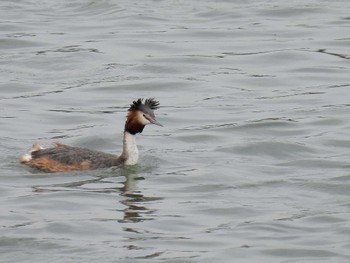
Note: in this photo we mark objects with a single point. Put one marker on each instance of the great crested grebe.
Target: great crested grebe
(64, 158)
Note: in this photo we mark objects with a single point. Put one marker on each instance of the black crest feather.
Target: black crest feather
(150, 103)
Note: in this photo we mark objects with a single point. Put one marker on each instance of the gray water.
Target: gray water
(252, 164)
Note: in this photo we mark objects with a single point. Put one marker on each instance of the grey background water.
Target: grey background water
(252, 164)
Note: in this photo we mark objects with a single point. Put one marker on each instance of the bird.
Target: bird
(64, 158)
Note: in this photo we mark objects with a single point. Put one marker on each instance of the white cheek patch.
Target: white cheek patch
(142, 119)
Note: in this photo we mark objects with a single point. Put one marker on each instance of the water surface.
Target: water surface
(252, 161)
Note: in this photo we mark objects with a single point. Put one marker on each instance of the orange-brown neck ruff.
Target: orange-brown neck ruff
(133, 124)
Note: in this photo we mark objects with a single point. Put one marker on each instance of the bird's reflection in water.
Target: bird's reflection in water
(135, 201)
(111, 181)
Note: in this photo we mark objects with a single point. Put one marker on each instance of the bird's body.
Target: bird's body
(64, 158)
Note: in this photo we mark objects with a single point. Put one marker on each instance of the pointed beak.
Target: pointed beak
(154, 121)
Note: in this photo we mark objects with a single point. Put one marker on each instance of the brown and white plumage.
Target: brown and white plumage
(64, 158)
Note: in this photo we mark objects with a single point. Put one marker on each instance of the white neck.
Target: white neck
(130, 153)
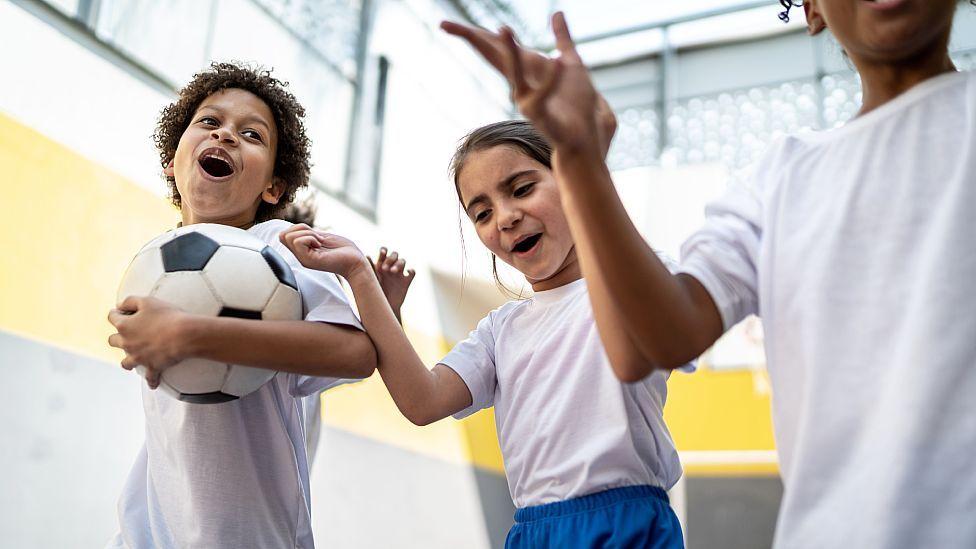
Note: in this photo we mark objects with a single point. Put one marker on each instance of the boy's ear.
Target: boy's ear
(272, 194)
(815, 21)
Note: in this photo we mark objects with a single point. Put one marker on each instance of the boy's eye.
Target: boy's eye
(524, 190)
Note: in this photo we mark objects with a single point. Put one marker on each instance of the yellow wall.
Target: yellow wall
(71, 227)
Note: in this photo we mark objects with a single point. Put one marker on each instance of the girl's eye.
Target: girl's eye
(524, 190)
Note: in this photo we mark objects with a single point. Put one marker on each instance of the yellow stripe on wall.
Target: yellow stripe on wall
(70, 229)
(71, 226)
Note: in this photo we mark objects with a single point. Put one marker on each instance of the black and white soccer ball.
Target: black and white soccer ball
(213, 270)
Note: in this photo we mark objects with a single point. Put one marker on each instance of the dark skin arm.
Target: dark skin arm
(157, 335)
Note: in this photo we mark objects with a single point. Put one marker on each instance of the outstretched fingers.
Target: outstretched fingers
(564, 40)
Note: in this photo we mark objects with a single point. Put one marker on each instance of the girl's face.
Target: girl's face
(883, 31)
(513, 202)
(224, 163)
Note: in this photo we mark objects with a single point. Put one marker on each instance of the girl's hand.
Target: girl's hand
(149, 333)
(394, 278)
(323, 251)
(555, 94)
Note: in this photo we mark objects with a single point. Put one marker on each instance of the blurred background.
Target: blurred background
(699, 88)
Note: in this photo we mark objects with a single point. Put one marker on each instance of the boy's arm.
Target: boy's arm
(157, 335)
(422, 395)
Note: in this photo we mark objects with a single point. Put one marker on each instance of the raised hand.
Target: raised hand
(394, 278)
(555, 94)
(323, 251)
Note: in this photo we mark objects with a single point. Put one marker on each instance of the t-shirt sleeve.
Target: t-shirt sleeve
(474, 361)
(692, 365)
(323, 301)
(722, 254)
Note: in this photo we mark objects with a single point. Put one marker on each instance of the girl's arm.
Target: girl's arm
(158, 335)
(669, 319)
(422, 395)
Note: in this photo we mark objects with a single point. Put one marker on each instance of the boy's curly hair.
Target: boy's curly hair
(291, 164)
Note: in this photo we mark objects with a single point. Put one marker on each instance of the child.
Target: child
(234, 151)
(854, 245)
(588, 458)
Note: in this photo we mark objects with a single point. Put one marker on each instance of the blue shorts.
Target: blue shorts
(628, 517)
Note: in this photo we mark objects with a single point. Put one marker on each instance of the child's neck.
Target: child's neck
(244, 221)
(883, 81)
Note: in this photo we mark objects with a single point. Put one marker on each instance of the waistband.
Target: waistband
(589, 502)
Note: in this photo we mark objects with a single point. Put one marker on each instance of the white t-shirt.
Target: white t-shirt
(857, 247)
(232, 474)
(566, 425)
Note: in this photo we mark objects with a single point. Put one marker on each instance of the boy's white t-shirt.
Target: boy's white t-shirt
(232, 474)
(566, 425)
(857, 247)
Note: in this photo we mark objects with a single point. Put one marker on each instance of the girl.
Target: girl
(588, 458)
(856, 248)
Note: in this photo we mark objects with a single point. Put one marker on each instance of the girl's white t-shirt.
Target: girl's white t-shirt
(233, 474)
(857, 247)
(566, 425)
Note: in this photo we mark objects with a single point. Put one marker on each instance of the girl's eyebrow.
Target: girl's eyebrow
(503, 184)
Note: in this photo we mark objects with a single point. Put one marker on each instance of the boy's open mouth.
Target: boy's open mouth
(216, 163)
(526, 243)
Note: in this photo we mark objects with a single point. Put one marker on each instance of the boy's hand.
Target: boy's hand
(149, 333)
(323, 251)
(394, 278)
(555, 94)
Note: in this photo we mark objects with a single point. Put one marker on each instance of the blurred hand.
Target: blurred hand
(394, 278)
(323, 251)
(556, 95)
(149, 333)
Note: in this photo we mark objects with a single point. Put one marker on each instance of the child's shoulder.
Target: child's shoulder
(269, 230)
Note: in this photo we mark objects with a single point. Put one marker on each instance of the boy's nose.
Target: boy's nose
(223, 136)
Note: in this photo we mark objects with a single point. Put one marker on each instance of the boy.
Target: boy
(234, 151)
(856, 248)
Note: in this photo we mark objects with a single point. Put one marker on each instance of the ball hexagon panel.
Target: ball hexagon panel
(285, 304)
(241, 278)
(279, 267)
(227, 236)
(141, 276)
(243, 380)
(188, 252)
(189, 291)
(196, 376)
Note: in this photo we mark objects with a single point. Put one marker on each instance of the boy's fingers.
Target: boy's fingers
(117, 317)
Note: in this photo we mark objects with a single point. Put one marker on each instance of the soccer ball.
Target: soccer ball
(213, 270)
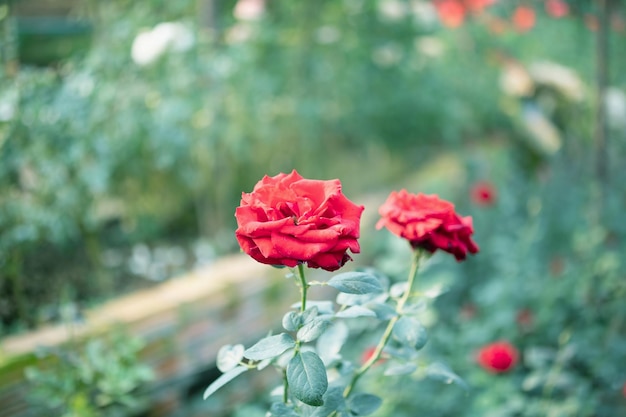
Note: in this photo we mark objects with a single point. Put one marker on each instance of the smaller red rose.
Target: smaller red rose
(428, 222)
(483, 193)
(498, 357)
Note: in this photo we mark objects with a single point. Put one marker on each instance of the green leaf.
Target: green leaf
(223, 380)
(323, 307)
(364, 404)
(400, 369)
(441, 372)
(312, 330)
(333, 401)
(410, 332)
(383, 311)
(356, 283)
(229, 356)
(309, 314)
(356, 311)
(307, 378)
(270, 347)
(291, 321)
(331, 341)
(282, 410)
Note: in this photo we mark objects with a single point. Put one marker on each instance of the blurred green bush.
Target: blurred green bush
(152, 134)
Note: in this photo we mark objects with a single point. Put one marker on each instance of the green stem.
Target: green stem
(387, 333)
(303, 287)
(285, 387)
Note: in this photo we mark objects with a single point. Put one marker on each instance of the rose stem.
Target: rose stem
(387, 334)
(303, 287)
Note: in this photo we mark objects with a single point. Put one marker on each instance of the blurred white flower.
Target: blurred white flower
(327, 35)
(615, 102)
(149, 45)
(561, 78)
(516, 81)
(424, 13)
(249, 9)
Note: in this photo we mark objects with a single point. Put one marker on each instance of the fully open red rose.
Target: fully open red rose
(498, 357)
(428, 222)
(287, 219)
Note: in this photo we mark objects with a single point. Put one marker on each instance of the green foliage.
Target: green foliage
(98, 378)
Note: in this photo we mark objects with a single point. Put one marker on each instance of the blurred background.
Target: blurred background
(129, 129)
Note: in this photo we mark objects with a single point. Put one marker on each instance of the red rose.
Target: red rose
(428, 222)
(498, 357)
(287, 219)
(483, 193)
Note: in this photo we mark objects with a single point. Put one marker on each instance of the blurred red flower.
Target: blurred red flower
(498, 357)
(428, 222)
(478, 5)
(483, 193)
(452, 12)
(557, 8)
(524, 18)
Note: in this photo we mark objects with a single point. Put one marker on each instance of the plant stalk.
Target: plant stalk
(388, 330)
(303, 287)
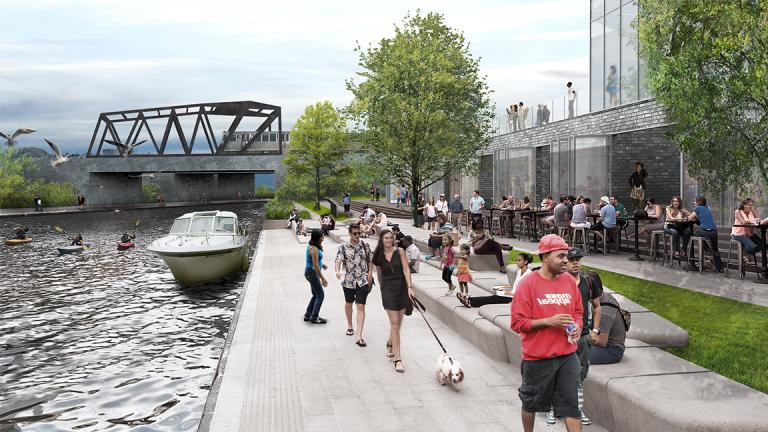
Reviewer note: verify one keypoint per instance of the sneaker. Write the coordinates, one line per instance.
(551, 417)
(585, 420)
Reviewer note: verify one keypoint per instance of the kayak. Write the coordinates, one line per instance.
(125, 246)
(63, 250)
(16, 242)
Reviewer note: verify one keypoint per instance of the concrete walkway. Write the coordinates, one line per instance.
(743, 290)
(284, 374)
(16, 212)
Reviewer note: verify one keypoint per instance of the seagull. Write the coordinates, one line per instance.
(125, 149)
(57, 154)
(10, 139)
(151, 175)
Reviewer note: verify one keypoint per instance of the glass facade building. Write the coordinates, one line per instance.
(616, 70)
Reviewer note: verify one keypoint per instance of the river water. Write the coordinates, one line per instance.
(107, 339)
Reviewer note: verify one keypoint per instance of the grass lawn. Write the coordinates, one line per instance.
(726, 336)
(340, 216)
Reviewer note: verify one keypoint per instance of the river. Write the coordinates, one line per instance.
(107, 339)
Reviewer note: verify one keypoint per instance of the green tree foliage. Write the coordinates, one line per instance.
(421, 103)
(708, 66)
(17, 190)
(315, 160)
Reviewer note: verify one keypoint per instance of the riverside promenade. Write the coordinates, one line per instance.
(279, 373)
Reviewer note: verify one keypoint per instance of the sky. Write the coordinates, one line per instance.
(64, 62)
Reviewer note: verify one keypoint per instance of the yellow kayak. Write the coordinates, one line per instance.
(16, 242)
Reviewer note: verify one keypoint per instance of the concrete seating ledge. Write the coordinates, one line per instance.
(649, 389)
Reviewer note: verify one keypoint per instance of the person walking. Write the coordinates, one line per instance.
(571, 94)
(547, 314)
(313, 272)
(637, 185)
(346, 201)
(354, 259)
(394, 277)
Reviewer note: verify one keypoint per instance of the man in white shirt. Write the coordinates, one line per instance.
(412, 253)
(571, 98)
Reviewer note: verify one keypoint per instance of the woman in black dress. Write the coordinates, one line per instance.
(396, 290)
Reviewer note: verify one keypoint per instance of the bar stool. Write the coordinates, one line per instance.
(583, 240)
(691, 256)
(613, 232)
(669, 253)
(657, 238)
(740, 253)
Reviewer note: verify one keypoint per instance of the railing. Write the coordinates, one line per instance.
(536, 115)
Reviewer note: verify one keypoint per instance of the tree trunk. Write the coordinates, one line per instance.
(317, 187)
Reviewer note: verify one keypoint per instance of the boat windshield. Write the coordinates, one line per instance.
(201, 225)
(224, 224)
(180, 226)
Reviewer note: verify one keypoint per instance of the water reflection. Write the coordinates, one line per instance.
(107, 339)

- **What is being asked**: From the records above, extract exactly and only the lines that begin at the line with "Target: smaller red rose" and stop after the line with "blurred white flower.".

- **Response area**:
Target: smaller red rose
(428, 222)
(483, 193)
(498, 357)
Note: in this photo we mark objects with a single point. Put one marker on each instance of the green leaf.
Target: green leaf
(223, 380)
(323, 307)
(364, 404)
(400, 369)
(441, 372)
(312, 330)
(333, 401)
(410, 332)
(383, 311)
(356, 283)
(229, 356)
(309, 314)
(356, 311)
(307, 378)
(270, 347)
(291, 321)
(331, 341)
(282, 410)
Note: in this photo we mark objects with a single point. Put one marker on each instance of the blurred green bush.
Target: blurred green bush
(152, 134)
Note: in this photo we mark objects with a single point. Put one marker on each instance of the green stem.
Target: green stem
(387, 333)
(303, 287)
(285, 387)
Note: in this photo we mark objects with a single point. Put one marker on each instance of the rose stem.
Target: rose stem
(387, 334)
(303, 287)
Note: in this photo we mark objects with a single point. Put one marker on each instance of the blurred white flower.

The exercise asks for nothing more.